-- start Page text --
It’s fair to say that, by comparison, transactional consistency seems more straightforward and easier to implement. In fact, it’s built-in in most frameworks. So why and when to choose eventual consistency?

Looking again at the first diagram, the following scenarios come to mind:

  1. Operation B takes a long time to execute.
    E.g. calculating a large set of values, generating a report, etc. You don’t want to let the users of your website wait more than a few seconds until they get confirmation for their actions so you need these long-running operations to run in the background in order to optimise the front-end performance.
  2. Operation B is asynchronous by nature, i.e. depends on an asynchronous mechanism.
    E.g. sending an e-mail. This is the classic example. You’re already going to inform the user that an e-mail will be sent ‘shortly’ so why not extract this in a separate component which can also be reused and scaled independently.
  3. Operation B is performed against a different aggregate than Operation A but within the same bounded context.
    I will discuss this scenario later while going through the implementation details.
  4. Operation B is performed inside a different bounded context than Operation A.
    Based on Martin Fowler’s example, consider that updating the Name of the Customer of the Sales Context will require an update to the Name of Customer in the Support Context. This won’t happen at the same time, but eventually the bounded contexts will be synchronised, thus achieving domain consistency.

Working on real-world applications scenario #1 will almost certainly force you towards eventual consistency at some point due to performance requirements. Maybe even scenario #2, although this is arguably partly a design decision because the response times of the APIs initiating the asynchronous mechanisms might be fast enough to favour the transactional route.

Reasons #3 and #4 are DDD specific and mainly about making an informed design decision. Most likely you can get away with it going the transactional route in the beginning but choosing eventual consistency in these scenarios will lead to a better design. It promotes smaller, low coupled components which perform specific operations. This will make the system easier to extend and scale, and will by default lead to improved performance because as the application grows you’re very likely to encounter scenario #1 at some stage.

Domain Events

Looking at the second diagram again it’s not clear how ‘Operation B’ is triggered. This is where domain events come into the picture. Consider the updated diagram:

eventual_consistency=

This provides a little more detail and we can see that a domain event is published soon after ‘Operation A’ is run and this happens within the boundaries of an aggregate which is encapsulated by a transaction. The domain event is then saved in a queue and later consumed by a process who needs it to run ‘Operation B’.

Therefore, one of the roles of domain events is to facilitate eventual consistency. In this context, they act as triggers and domain information containers.

Domain events were not formally defined as a DDD pattern when Eric Evans’ book, Domain-driven Design: Tackling Complexity in the Heart of Software, was first released. The concept was introduced later and defined as:

“A domain event is a full-fledged part of the domain model, a representation of something that happened in the domain. Ignore irrelevant domain activity while making explicit the events that the domain experts want to track or be notified of, or which are associated with state change in the other model objects.”
-- end Page text --
Goals:
[a] Answer these from the text on eventual consistency:
(i) What does the text call the classic example of an operation that is asynchronous by nature?
(ii) In the example based on Martin Fowler, updating the Customer's Name in which context requires an update in which other context?
(iii) After a domain event is published, where is it saved?
[b] Write the next part of the text on eventual consistency, starting after the quoted definition of a domain event.
-- start Entries shown --
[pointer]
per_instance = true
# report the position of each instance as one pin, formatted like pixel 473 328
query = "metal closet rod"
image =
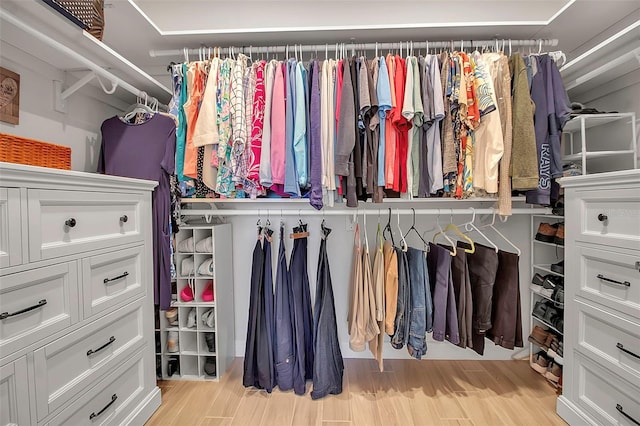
pixel 359 212
pixel 366 46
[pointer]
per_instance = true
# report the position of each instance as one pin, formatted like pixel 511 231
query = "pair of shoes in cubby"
pixel 187 293
pixel 203 246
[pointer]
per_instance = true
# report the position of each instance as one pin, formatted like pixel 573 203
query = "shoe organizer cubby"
pixel 197 319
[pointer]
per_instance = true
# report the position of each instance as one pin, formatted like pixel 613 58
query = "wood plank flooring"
pixel 409 392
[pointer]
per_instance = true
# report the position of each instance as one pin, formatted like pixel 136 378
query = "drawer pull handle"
pixel 609 280
pixel 621 347
pixel 106 280
pixel 93 351
pixel 94 414
pixel 22 311
pixel 619 408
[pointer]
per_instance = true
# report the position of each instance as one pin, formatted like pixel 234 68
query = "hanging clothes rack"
pixel 360 46
pixel 349 212
pixel 95 70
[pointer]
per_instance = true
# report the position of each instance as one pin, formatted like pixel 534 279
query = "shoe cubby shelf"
pixel 544 255
pixel 196 336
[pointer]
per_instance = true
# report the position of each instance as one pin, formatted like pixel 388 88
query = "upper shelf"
pixel 18 14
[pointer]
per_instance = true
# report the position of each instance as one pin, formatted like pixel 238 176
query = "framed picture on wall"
pixel 9 96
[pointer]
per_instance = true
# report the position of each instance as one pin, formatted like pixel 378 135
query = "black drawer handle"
pixel 22 311
pixel 609 280
pixel 621 347
pixel 619 408
pixel 93 351
pixel 106 280
pixel 94 414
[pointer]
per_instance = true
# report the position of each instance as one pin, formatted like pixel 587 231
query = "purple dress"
pixel 146 151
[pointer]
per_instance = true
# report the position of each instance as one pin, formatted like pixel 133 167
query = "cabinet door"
pixel 14 393
pixel 10 236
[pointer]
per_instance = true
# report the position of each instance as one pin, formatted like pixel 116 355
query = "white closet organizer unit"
pixel 214 319
pixel 543 255
pixel 602 299
pixel 76 298
pixel 579 143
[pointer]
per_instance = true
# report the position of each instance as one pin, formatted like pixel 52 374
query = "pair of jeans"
-- end Entries shown --
Task responses:
[a]
(i) Sending an e-mail.
(ii) Updating the Name of the Customer in the Sales Context requires an update to the Name of Customer in the Support Context.
(iii) In a queue.

[b]
Domain events can also be used to reconstruct a specific state of an aggregate when Event Sourcing is employed. In this particular context every client command will create a Domain Event.

This is not the case for ‘traditional’ approaches where only ‘meaningful’ domain events are captured as part of the domain model. So what is ‘meaningful’? One way to think about it is: “If I ignore the occurrence of event X are the domain business rules still going to be consistent?”. If the answer is No then you probably need to model it as a domain event.

As a tip, when trying to identify domain events, Vaughn Vernon also suggests to pay attention to the following key phrases when talking to business experts:

  • “When…”
  • “If that happens”
  • “Inform me if…” and “Notify me if…”
  • “An occurrence of”

I should also mention that you could use domain events to synchronously update domain objects inside the same aggregate. Personally I find this to be a slightly over-engineered way to achieve transactional consistency but it is a valid approach.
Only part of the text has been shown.